Segment Start: The records
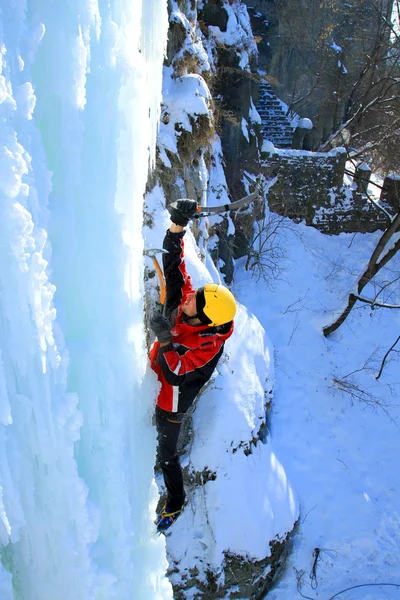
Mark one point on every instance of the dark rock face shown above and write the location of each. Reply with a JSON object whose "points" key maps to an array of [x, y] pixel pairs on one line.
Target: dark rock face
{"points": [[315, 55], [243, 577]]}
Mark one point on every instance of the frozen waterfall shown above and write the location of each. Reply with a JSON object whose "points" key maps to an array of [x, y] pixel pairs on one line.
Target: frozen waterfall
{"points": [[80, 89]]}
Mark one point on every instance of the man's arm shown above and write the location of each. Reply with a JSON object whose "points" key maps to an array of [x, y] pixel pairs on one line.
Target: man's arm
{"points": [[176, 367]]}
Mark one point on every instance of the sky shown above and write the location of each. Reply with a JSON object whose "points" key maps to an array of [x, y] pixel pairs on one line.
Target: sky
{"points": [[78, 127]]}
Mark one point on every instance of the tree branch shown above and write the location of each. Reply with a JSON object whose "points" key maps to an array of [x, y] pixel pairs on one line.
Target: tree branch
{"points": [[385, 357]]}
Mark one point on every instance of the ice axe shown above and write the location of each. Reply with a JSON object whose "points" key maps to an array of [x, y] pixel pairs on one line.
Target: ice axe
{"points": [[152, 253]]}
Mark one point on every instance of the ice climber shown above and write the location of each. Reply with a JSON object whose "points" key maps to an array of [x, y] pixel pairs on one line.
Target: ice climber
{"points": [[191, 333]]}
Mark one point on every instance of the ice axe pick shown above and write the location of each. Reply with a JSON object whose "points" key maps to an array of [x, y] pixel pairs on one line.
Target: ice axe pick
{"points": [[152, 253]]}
Segment End: The records
Segment Start: The records
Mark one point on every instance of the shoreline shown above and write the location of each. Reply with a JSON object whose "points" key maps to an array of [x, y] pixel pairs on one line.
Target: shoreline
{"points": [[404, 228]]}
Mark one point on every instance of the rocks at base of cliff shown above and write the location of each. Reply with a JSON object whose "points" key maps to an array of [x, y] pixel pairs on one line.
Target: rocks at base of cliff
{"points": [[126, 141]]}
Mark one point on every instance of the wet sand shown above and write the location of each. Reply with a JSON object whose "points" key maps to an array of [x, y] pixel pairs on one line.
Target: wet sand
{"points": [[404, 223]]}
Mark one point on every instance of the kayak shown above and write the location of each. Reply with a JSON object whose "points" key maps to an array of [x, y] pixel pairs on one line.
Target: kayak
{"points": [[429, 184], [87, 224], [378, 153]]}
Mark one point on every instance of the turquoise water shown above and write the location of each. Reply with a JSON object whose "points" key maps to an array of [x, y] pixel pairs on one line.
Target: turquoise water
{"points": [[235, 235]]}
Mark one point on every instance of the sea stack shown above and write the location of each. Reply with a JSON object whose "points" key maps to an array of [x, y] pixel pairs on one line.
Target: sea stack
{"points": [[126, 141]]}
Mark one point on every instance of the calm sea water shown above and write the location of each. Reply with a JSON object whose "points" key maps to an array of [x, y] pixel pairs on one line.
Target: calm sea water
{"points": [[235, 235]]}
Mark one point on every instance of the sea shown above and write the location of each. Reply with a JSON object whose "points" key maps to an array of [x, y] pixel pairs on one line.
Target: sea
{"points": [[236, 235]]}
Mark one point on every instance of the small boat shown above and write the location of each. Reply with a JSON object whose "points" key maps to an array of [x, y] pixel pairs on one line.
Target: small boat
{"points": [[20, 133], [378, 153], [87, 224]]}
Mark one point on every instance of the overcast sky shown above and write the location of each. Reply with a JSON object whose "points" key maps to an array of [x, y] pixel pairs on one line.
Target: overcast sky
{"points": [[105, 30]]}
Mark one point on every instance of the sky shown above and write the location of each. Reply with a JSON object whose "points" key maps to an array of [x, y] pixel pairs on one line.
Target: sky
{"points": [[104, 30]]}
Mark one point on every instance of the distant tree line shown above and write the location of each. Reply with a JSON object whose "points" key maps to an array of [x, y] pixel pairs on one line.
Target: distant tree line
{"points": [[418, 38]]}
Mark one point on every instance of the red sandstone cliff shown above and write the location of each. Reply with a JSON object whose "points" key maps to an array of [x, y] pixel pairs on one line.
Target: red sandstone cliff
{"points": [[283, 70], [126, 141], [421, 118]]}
Segment End: The records
Segment Start: The records
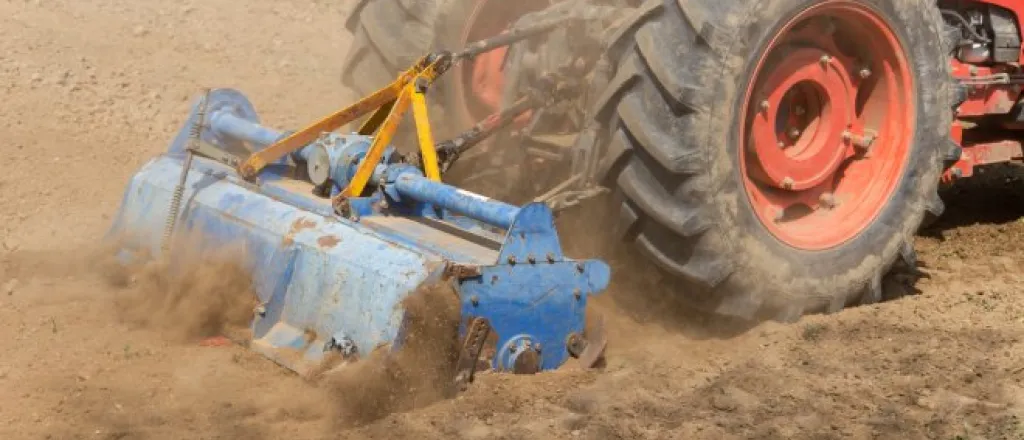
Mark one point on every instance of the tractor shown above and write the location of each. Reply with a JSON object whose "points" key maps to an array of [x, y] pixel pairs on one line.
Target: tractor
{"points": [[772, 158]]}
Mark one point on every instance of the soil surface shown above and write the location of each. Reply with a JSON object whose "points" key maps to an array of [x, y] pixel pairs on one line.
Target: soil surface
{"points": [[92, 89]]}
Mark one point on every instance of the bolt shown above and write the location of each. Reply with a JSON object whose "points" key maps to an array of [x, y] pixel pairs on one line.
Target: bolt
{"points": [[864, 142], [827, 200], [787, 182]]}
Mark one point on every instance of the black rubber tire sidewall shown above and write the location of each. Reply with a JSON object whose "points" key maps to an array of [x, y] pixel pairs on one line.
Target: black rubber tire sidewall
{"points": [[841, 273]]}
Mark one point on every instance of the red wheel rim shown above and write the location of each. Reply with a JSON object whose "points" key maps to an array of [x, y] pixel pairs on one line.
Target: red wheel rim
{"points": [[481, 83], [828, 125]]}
Segment End: The records
**Exercise requirements:** Keeping every character as it is, restate the lines above that run from the line with "Mark one point on every instance of the shoreline" through the line with "Mark one point on every instance of the kayak", both included, and nothing else.

**Reply:**
Mark one point on every instance of the shoreline shown above and write the location of each. Reply with a JSON object whose "points" key maps to an array of [x, y] pixel pairs on one line.
Target: shoreline
{"points": [[404, 228]]}
Mark one point on every instance of the rocks at base of cliff shown above and write the location of each. Reply with a JSON object whose "points" key maps to an array of [x, y] pixel pairs on one line.
Target: rocks at base of cliff
{"points": [[126, 141]]}
Mark one point on every instance of the wet sand shown above and write the location of each. Reply with a JSON object whose "points" key maps to an array of [x, y] pixel pairs on one line.
Target: wet sand
{"points": [[404, 223]]}
Mark one point on every instance of the kayak shown above and write the location of each. Reply with a JSON object whose "points" key maps to an array of [x, y] pixel pairs on one line.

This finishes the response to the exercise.